→ Given request: Which of the lines below contain the word "place"? Report every such line in full.

→ Rows:
>> start

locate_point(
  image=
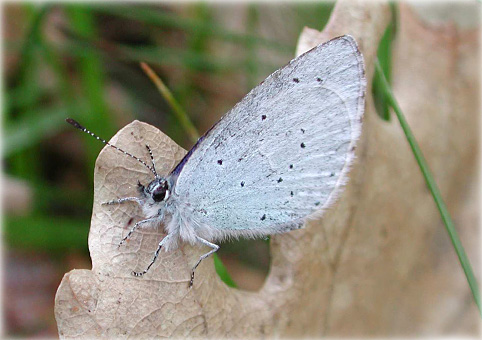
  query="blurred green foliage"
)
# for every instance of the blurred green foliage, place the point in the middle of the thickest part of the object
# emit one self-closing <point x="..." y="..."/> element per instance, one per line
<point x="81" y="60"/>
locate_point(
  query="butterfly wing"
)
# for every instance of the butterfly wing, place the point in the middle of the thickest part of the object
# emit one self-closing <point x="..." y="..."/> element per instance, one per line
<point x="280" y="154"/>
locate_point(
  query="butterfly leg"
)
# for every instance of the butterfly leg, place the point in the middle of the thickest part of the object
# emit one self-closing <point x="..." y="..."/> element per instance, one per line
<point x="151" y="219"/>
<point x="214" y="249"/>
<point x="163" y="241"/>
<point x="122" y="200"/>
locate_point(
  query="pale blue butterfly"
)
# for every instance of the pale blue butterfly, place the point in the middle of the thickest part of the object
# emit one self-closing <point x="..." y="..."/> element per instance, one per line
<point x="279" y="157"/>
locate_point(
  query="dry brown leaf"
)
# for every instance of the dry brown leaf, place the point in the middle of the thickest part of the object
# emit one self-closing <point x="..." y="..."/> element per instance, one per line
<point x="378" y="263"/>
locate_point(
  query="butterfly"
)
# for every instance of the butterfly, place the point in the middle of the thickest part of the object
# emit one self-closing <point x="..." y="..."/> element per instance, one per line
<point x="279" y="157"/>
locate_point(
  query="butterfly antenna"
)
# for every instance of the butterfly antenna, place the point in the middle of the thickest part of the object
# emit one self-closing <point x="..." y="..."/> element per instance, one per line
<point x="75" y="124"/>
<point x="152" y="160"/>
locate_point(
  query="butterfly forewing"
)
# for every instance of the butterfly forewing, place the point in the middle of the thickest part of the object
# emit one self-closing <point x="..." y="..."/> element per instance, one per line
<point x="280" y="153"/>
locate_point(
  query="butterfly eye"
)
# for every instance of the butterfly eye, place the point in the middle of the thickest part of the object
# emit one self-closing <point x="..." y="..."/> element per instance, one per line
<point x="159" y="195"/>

>> end
>> start

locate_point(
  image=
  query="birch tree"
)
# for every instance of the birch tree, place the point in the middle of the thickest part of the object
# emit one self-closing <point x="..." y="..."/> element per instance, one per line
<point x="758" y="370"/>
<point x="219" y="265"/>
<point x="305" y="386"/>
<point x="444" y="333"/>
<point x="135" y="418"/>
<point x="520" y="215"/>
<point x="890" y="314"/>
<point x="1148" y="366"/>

>> end

→ Response to the task:
# for every instance of the blurred green foliage, place the point in the middle of the thickest part of the object
# for every instance of the butterfly wing, place the point in the middle of the thickest part of the object
# for every instance of the butterfly leg, place the point in the middle of the thickest part of the object
# for every instance of the pale blue butterfly, place the point in the middle of the thickest part of the object
# for every instance of the dry brown leaf, place the point in the middle of the thickest part of the object
# for every instance of the butterfly, place the point in the middle of the thickest part of the object
# for every instance of the butterfly antenna, place the point in the middle of the thickest part of the object
# for every instance of the butterfly forewing, place the point in the middle of the thickest part of the object
# for every instance of the butterfly eye, place the point in the middle of the thickest part of the object
# for every instance of the birch tree, place the point in the middle of the thickest part of the object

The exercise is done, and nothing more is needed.